# Required work
Put every line of the entries below into a JSON list of strings, one string per line and no blank lines. Leave out the pictures.

[Shape boundary entries]

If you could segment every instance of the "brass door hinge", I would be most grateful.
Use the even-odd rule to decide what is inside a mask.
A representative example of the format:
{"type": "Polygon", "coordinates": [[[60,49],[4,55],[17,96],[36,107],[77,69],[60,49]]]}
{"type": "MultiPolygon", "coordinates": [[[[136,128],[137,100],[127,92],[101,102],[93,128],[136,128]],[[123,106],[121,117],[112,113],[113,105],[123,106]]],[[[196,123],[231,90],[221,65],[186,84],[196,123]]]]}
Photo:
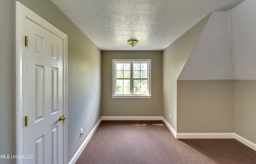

# Result below
[
  "If you could segment every instance of the \"brass door hinge\", I would be most grateful.",
  "Use the even-odd rule to decide what is inside a mask.",
  "A representative example of the format:",
  "{\"type\": \"Polygon\", \"coordinates\": [[[60,49],[4,55],[17,96],[36,107],[77,69],[60,49]]]}",
  "{\"type\": \"MultiPolygon\", \"coordinates\": [[[[136,128],[137,100],[127,92],[101,102],[93,128],[136,128]],[[123,106],[121,117],[112,113],[113,105],[123,106]]],[[[196,123],[231,90],[221,65],[186,84],[196,123]]]]}",
  "Photo:"
]